Written instruction 1 =>
Which lines in the entries below contain the word "fence"? Copy out each of those lines.
-- BEGIN Supplied passage --
(OCR error) Failed loading language / Tesseract couldn't load any languages / Could not initialize tesseract (possible solution)

If you are having language problems with OCR like the one above, try this step-by-step guide.
As the error states, you must install the language you need, in my case it is the “Portuguese-BR” language.
Open “Docker Desktop” and click on the 3 dots next to the “app-1” container, after that, click on “open in terminal”:

A local container terminal will open, there you will enter the following commands in order:

sudo apt update
apt list --upgradable
sudo apt upgrade
tesseract --version
sudo apt install tesseract-ocr-por

You can replace “por” (Portuguese) with the language you want.
I believe there is no need to restart any container in docker, just upload a new file to test the OCR. Hope this helps.

You can also use the MAYAN_APT_INSTALLS env variable in your compose file to make the containers install the additional packages automatically. Especially useful in a multi container setup:

MAYAN_APT_INSTALLS=“tesseract-ocr-deu tesseract-ocr-eng”

1 Like

It seems that the MAYAN_APT_INSTALLS variable in the .env file is no longer functioning as expected. I am currently using version 4.8.2 of Mayan EDMS, and the workaround I’ve been using is:

docker exec -it your-container-name /bin/bash
apt-get update && apt-get install -y tesseract-ocr-ara

Could you advise if there is a more efficient or recommended approach for handling this?

I’m still on 4.7.2 but I cannot find anything on the release notes regarding removal of MAYAN_APT_INSTALLS variable.

Your approach seems ok but you have to make sure to execute the install everytime you recreate the container. With the MAYAN_APT_INSTALLS the container will always install the missing packages automatically on startup.

1 Like
-- END Supplied passage --
Written instruction 2 =>
In the forum thread above, which Mayan EDMS version was in use when the MAYAN_APT_INSTALLS variable seemed to stop working as expected?
-- BEGIN Record excerpts --
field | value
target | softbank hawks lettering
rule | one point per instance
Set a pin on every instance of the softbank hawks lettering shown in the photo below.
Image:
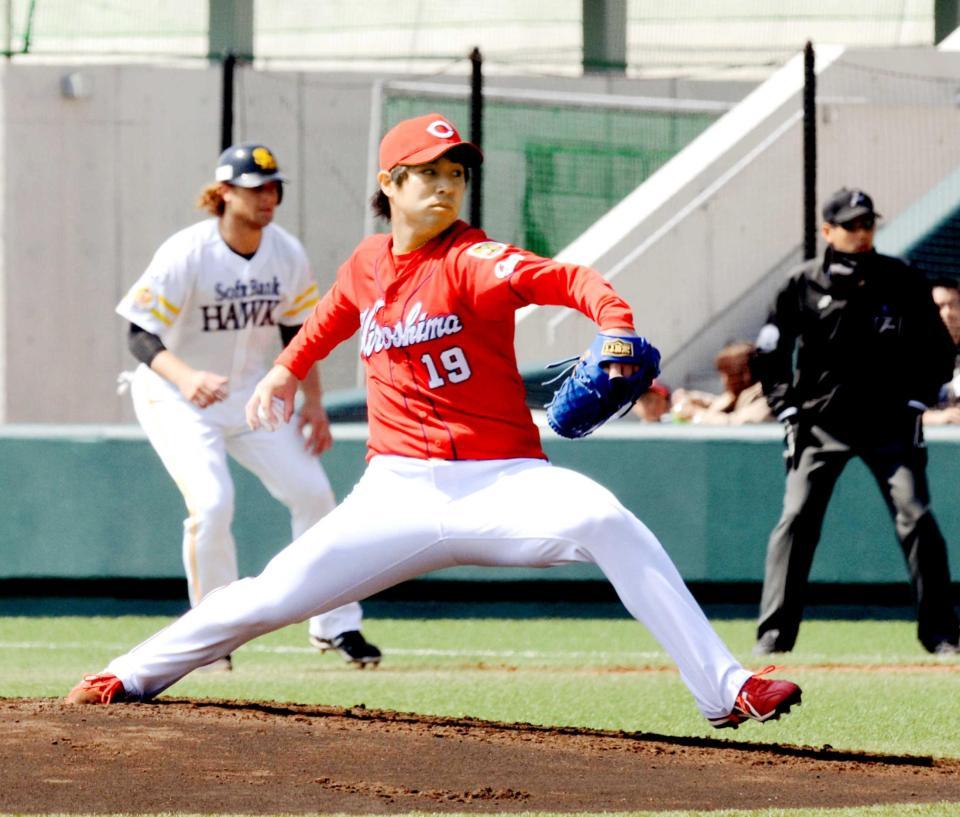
(245, 289)
(238, 315)
(416, 327)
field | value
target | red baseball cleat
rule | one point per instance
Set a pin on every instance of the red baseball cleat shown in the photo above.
(760, 700)
(97, 689)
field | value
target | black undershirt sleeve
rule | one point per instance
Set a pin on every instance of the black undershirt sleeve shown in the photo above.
(288, 333)
(144, 345)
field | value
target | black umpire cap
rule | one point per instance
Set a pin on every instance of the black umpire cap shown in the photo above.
(249, 165)
(846, 205)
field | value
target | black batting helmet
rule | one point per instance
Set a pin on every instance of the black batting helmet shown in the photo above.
(249, 165)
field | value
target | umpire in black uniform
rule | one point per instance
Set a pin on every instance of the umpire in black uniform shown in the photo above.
(852, 354)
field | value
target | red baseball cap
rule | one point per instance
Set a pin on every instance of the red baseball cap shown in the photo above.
(423, 139)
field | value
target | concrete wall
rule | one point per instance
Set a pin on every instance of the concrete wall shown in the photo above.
(700, 248)
(94, 502)
(90, 186)
(94, 184)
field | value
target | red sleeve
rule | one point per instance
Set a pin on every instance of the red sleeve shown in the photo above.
(504, 277)
(334, 319)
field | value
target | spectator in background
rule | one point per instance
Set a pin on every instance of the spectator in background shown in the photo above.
(850, 357)
(654, 405)
(742, 400)
(946, 295)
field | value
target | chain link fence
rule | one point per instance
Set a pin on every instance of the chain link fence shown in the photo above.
(745, 39)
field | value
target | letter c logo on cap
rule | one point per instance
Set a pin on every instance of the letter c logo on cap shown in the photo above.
(440, 129)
-- END Record excerpts --
Complete answer 1 =>
target | chain link fence
Set a pin on every instance of the chain link fence shown in the photo above.

Complete answer 2 =>
Version 4.8.2.